[Selected extract]
————————

Christina Sweeney-Baird
It begins in Glasgow – a flu-type virus, fatal to almost half the population. Like any successful virus, it spreads in secrecy, jumping from victim to victim in the early days of infection, spreading asymptomatically and being passed from friend to friend, colleague to colleague, parent to child.
By the time the symptoms emerge, it is too late. This is a virus with almost a 100% mortality rate for those in one particular group. Unfortunately, that group makes up almost half the world’s population.
Told through a series of vignettes, the novel charts the course of the virus as it sweeps across the world, and the human costs and achievements of the battle against it.
The narrative is genuinely heart-breaking at times , but The End of Men is by no means a one trick pony. It’s also a story of determination and accomplishment, of over-coming barriers, and of societal change. There’s maybe a small amount of revenge, too – I think I’d find it quite satisfying to build a world where men were forced to endure the attitudes and attentions that have been foisted on women all this time.

————————

Stored data:
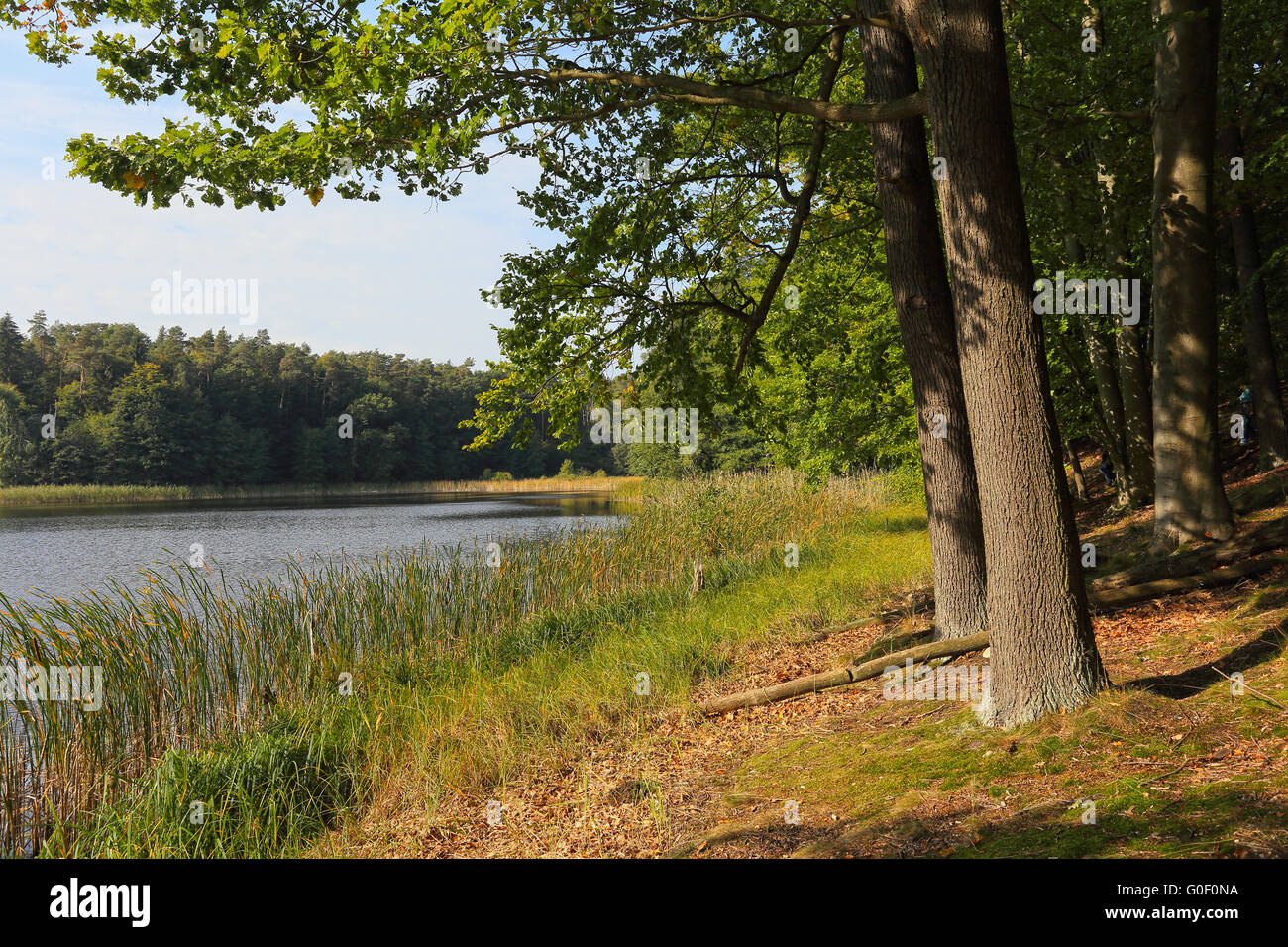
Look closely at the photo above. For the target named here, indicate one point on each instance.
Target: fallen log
(842, 676)
(1102, 600)
(1256, 540)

————————

[Required work]
Using the book review, answer these questions:
1. In which city does the virus begin?
2. What mortality rate does the virus have for those in one particular group?
3. Through what form is the novel told?

[Written response]
1. Glasgow
2. Almost 100%
3. A series of vignettes